PASSAGE TO READ —
============
# Got the cob webs out of my brain this A.M.



## PLUMBER_BILL (Oct 23, 2009)

I'm concerned about pricing.

I don't know if I'm being screwed or DWV PVC is really going this high

Look the 3" 90's and the 45's in particular.

I downloaded the attached Nibco File and changed the colums around a bit. Then I took the new 1-3-2011 list prices and divided them into what I was charged for 6 or 7 fitt's at Fergy's just yesterday. Presumbly they are already on the new lists. My answer came up as a multipling factor of .339 from published list. I trust everbody understands Excel and the way it works with rows and colums. Nibco has these lists for all products.

Go to Nibco.com click on pricing lists sign up and they will send you an email when they change ... usually about a week before. 

Just passing on a good tool. PS I checked Homey the fitt's are about a buck cheaper, but I assume that Homey has not upgraded yet.


----------



## plbgbiz (Aug 27, 2010)

my cost at Ferguson's on 3" fittings:

wye - $5.62
90 deg - $2.99
45 deg - $2.67

These are a little lower than the net in your spreadsheet. Maybe your supplier is not giving you the discount he should or maybe he is not getting a good price from Nibco. Ours are from Charlotte.

Or maybe Ferguson has not updated their prices yet but I doubt. They stay on top that sort of thing.


----------



## ILPlumber (Jun 17, 2008)

3"

1/4 bend - $2.71
1/8 bend - $2.42
Wye - $5.20

Prices are crazy right now. My steel went up 28% last week and copper went up 9%.
============
LISTED RECORDS —

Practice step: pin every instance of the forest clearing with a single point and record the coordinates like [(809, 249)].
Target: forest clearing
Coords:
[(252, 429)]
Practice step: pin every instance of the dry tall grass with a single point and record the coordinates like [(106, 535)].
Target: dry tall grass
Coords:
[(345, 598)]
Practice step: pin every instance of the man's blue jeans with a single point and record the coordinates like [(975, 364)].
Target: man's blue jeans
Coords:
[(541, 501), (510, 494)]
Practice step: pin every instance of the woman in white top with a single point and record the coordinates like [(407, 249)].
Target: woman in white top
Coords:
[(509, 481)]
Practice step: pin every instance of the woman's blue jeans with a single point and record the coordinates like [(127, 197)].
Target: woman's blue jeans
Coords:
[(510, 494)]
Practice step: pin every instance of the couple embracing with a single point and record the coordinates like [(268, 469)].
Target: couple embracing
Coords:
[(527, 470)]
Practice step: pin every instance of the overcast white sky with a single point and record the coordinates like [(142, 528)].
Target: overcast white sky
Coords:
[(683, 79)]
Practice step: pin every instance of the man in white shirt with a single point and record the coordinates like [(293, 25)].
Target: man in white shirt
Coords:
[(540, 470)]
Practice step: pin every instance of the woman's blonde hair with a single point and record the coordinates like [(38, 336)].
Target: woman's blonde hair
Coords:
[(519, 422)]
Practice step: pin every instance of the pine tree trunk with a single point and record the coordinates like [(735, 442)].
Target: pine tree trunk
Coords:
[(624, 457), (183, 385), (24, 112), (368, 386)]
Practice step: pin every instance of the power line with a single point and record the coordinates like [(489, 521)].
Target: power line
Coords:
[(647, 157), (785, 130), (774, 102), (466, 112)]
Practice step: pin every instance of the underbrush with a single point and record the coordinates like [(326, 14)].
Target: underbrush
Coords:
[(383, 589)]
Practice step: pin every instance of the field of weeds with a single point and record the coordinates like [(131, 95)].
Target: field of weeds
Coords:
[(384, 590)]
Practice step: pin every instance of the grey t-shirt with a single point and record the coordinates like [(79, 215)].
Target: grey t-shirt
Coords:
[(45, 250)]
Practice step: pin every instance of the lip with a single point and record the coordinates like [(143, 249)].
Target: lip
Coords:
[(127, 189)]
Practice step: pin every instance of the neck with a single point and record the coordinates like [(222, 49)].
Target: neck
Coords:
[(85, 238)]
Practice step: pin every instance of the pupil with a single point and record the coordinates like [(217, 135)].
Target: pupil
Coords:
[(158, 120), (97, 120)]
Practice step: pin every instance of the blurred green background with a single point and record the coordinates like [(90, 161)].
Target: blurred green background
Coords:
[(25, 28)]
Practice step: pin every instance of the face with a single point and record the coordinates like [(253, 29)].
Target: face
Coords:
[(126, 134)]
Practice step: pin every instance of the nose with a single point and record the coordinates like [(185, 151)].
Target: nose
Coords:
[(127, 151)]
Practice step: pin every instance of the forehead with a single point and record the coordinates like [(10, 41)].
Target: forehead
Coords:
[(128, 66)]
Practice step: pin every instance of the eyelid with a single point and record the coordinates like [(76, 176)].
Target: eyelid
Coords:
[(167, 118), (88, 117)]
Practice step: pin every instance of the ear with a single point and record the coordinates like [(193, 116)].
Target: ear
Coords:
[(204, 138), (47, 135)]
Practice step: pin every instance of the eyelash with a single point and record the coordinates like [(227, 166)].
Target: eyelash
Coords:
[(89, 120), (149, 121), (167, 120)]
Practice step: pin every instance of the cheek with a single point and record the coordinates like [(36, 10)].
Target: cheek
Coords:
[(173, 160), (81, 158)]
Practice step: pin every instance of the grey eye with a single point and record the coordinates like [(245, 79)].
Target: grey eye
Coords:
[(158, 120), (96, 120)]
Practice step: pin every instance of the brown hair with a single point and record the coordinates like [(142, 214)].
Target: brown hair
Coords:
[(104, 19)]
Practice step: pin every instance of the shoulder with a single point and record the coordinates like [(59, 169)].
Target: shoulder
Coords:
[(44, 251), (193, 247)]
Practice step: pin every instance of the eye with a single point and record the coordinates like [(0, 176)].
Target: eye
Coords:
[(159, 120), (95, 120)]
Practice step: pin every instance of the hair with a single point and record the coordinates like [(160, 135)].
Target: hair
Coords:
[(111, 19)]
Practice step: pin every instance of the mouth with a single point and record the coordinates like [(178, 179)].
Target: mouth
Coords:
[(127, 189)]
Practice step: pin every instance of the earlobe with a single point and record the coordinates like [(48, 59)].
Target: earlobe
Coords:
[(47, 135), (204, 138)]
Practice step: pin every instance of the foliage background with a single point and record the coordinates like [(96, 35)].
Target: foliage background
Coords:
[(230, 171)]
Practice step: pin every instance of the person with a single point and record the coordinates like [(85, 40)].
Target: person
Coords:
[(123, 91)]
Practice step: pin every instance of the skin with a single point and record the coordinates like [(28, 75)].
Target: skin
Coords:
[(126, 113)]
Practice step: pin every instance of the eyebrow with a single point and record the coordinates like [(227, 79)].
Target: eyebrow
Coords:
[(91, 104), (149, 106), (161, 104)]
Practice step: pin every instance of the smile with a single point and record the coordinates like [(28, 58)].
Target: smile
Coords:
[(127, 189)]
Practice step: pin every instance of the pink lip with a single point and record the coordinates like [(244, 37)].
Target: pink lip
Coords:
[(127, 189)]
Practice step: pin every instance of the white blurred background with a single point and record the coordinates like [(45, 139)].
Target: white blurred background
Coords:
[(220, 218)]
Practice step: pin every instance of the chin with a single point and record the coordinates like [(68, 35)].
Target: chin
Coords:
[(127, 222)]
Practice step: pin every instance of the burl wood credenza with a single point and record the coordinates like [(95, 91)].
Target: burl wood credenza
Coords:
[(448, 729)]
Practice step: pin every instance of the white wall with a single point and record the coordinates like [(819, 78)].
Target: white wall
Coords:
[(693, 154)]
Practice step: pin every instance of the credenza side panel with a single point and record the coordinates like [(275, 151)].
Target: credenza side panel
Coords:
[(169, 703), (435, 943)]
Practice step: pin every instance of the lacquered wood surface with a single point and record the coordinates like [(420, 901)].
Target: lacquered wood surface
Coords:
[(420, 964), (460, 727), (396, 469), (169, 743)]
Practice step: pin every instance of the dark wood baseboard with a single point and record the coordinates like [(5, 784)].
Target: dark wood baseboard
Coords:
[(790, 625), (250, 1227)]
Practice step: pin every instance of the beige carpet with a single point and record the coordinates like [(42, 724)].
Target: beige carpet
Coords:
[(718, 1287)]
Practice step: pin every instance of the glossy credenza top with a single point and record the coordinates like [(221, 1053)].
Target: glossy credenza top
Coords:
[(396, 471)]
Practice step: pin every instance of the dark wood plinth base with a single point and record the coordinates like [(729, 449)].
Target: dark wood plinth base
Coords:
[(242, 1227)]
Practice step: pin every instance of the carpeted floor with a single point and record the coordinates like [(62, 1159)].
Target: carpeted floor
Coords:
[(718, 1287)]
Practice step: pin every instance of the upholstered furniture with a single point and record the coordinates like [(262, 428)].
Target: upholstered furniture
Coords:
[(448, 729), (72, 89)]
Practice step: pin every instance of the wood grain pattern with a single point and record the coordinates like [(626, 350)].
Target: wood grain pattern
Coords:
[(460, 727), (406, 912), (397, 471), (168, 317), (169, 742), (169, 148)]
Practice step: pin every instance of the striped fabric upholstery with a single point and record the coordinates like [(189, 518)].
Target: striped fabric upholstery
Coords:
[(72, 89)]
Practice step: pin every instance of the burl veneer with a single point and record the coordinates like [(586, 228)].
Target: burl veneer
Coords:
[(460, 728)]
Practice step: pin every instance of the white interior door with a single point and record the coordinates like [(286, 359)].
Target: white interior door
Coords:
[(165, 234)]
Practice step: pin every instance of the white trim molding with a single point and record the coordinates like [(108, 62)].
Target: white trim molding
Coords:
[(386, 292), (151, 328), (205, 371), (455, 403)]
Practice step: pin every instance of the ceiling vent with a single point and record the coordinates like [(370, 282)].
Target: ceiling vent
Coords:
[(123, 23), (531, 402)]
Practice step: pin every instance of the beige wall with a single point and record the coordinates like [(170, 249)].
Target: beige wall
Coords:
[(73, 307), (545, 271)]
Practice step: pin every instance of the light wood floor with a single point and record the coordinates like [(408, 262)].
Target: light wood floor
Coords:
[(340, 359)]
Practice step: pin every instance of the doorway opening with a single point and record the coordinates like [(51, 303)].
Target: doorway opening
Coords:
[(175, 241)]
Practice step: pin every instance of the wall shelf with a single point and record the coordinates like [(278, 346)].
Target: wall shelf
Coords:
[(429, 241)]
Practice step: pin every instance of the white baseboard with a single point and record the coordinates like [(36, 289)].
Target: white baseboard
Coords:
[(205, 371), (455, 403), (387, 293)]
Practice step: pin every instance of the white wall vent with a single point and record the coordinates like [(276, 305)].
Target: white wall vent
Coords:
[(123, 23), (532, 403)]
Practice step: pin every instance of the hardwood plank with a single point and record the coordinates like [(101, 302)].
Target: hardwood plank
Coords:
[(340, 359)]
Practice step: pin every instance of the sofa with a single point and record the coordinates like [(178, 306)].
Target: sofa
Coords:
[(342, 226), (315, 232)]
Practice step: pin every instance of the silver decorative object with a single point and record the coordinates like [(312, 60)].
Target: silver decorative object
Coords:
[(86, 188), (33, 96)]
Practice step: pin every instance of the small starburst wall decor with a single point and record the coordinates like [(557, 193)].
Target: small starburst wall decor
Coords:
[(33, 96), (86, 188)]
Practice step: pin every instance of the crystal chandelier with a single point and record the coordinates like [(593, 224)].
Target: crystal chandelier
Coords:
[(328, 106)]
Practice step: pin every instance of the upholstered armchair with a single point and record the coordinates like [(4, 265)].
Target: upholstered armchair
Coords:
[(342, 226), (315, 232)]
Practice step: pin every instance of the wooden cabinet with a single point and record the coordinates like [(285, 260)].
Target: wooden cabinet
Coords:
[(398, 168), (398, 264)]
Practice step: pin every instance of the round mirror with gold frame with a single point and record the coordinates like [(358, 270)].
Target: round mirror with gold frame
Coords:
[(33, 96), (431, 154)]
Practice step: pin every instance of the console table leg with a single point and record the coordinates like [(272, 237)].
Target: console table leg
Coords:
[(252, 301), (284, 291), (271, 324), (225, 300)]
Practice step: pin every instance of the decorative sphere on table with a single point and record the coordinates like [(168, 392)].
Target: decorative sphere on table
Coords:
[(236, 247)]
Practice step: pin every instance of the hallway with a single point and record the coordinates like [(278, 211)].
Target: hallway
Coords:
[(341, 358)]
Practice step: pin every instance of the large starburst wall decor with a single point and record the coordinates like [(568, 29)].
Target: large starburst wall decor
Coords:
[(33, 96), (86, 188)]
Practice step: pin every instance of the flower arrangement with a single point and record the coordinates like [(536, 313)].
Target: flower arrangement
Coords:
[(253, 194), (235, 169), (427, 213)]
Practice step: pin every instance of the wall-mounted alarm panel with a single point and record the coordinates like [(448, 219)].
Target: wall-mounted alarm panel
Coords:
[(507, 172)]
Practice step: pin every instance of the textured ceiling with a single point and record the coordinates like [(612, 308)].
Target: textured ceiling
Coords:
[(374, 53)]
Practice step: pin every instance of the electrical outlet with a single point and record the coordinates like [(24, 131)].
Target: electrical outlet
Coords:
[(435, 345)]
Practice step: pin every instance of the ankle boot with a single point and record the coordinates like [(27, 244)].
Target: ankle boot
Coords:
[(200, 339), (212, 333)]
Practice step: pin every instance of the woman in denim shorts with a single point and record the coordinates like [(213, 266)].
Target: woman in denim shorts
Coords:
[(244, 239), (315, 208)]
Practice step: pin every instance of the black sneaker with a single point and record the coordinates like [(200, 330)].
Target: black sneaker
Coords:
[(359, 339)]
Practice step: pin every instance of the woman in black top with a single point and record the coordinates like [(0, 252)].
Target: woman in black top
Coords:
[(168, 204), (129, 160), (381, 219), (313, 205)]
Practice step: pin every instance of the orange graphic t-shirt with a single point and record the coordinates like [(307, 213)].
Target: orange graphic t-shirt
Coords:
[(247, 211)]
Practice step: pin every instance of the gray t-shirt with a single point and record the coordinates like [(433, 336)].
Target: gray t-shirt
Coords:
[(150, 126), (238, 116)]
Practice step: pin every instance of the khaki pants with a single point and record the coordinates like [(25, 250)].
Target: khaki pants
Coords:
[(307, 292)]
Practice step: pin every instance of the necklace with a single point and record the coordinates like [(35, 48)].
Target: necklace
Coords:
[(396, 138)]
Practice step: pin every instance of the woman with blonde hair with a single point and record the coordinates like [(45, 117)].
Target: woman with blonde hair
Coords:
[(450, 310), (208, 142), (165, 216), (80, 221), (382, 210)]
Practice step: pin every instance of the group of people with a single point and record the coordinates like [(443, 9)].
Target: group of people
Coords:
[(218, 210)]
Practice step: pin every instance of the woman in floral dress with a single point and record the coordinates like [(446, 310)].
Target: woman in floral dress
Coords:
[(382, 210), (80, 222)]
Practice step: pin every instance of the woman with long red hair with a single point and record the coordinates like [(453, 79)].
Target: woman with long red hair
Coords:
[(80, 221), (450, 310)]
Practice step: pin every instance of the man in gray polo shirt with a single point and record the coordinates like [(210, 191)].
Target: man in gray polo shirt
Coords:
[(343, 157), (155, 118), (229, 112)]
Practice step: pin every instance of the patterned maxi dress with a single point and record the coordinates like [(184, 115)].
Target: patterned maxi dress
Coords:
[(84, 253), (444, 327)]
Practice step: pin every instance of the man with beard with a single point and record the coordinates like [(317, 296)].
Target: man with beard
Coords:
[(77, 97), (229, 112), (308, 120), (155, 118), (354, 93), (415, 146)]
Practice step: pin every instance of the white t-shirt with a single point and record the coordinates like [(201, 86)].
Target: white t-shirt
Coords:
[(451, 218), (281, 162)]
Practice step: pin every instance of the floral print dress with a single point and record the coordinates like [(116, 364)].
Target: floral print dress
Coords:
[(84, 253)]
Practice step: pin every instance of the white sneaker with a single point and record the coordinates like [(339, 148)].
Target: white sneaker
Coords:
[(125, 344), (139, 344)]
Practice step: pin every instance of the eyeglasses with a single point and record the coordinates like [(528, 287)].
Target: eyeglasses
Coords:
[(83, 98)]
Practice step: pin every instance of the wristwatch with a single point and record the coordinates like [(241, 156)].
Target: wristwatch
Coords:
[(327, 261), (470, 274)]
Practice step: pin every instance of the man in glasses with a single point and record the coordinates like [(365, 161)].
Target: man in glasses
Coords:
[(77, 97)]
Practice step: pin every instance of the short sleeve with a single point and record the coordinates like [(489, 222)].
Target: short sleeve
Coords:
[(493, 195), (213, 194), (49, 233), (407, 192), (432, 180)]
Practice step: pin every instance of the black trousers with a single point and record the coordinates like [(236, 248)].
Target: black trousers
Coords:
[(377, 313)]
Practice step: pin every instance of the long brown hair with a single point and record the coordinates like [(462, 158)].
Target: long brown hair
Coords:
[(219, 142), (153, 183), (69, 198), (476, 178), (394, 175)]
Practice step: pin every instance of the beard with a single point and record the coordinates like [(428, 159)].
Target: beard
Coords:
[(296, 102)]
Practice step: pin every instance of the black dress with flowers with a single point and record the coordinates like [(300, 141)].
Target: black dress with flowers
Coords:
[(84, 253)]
============
GIVEN EXERCISE 1 — How would you render this sentence from the thread on PVC fitting prices in Spanish: "My steel went up 28% last week and copper went up 9%."
GIVEN EXERCISE 2 — Can you print the part of the thread on PVC fitting prices starting with "These are a" and going on through "sort of thing.", word for word?
GIVEN EXERCISE 3 — Proceed with the thread on PVC fitting prices from the point where it stops.

FINAL RESULT 1 — Mi acero subió un 28 % la semana pasada y el cobre subió un 9 %.

FINAL RESULT 2 —
These are a little lower than the net in your spreadsheet. Maybe your supplier is not giving you the discount he should or maybe he is not getting a good price from Nibco. Ours are from Charlotte.

Or maybe Ferguson has not updated their prices yet but I doubt. They stay on top that sort of thing.

FINAL RESULT 3 —
PVC has been fairly steady.

I'm not sure what the box stores get for this stuff.

I have given Fergy multiple shots on jobs. They never come close to the pricing I recieve.


----------



## plbgbiz (Aug 27, 2010)

Could be a regional thing too. Maybe different price points depending on the area of the country you're in.


----------



## Proud Plumber (Sep 15, 2008)

Copper is going to continue to skyrocket. As gold goes up other metals follow. PVC has absolutely no reason to up but seems to be climbing just as aggressive as the rest. I did a quote for some heater repair work in a hotel. The dozen copper fittings I quoted and 10' 1 1/2 copper came to three bills in materials alone. The owner (Mr Patel) was extremely disappointed when he learned the numbers.

I wish this gold bubble would burst already.


----------



## Tommy plumber (Feb 19, 2010)

This is exactly why I don't shop at Ferguson's anymore. Being corporate owned, they are too aggressive with prices. I use a local plumbing supply house.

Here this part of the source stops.